┌──
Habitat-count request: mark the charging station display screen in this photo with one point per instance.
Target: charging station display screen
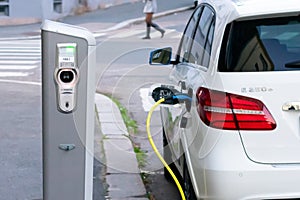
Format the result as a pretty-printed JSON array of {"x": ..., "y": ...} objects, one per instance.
[{"x": 66, "y": 53}]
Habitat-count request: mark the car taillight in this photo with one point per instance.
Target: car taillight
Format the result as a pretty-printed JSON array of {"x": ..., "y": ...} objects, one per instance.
[{"x": 233, "y": 112}]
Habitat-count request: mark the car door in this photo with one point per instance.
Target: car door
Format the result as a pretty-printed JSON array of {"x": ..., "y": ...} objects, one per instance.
[
  {"x": 171, "y": 114},
  {"x": 189, "y": 74}
]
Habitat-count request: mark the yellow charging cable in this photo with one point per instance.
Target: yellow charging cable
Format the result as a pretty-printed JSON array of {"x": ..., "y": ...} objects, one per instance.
[{"x": 157, "y": 152}]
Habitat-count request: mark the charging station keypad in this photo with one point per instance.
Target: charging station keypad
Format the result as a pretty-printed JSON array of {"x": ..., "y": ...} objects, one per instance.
[{"x": 66, "y": 76}]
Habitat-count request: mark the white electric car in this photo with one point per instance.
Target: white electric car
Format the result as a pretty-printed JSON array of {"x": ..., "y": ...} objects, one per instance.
[{"x": 238, "y": 135}]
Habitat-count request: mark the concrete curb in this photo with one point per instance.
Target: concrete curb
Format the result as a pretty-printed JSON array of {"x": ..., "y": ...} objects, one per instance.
[{"x": 122, "y": 172}]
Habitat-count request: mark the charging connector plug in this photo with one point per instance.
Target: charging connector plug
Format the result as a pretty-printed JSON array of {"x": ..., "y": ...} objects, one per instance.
[{"x": 170, "y": 94}]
└──
» What you have to do
Each line from the one containing "Target: white electric car" through the end of the entries, both included, is to be returned exactly, with no other lines.

» Answer box
Target: white electric car
Format the result as a pretty-printed JSON array of {"x": ..., "y": ...} objects, one per instance.
[{"x": 238, "y": 135}]
Habitat-count request: mark the concrete curb in this photo with one point per instance.
Target: concrete curb
Format the result as a pretty-printed JSON array of {"x": ..., "y": ...} objects, one per instance.
[{"x": 122, "y": 172}]
Habitat-count request: mark the charging connector plug in this photo with one point per instance.
Target: charging connector plug
Format the result as a pretty-printed JSON array of {"x": ..., "y": ...} objects, one per instance.
[{"x": 170, "y": 94}]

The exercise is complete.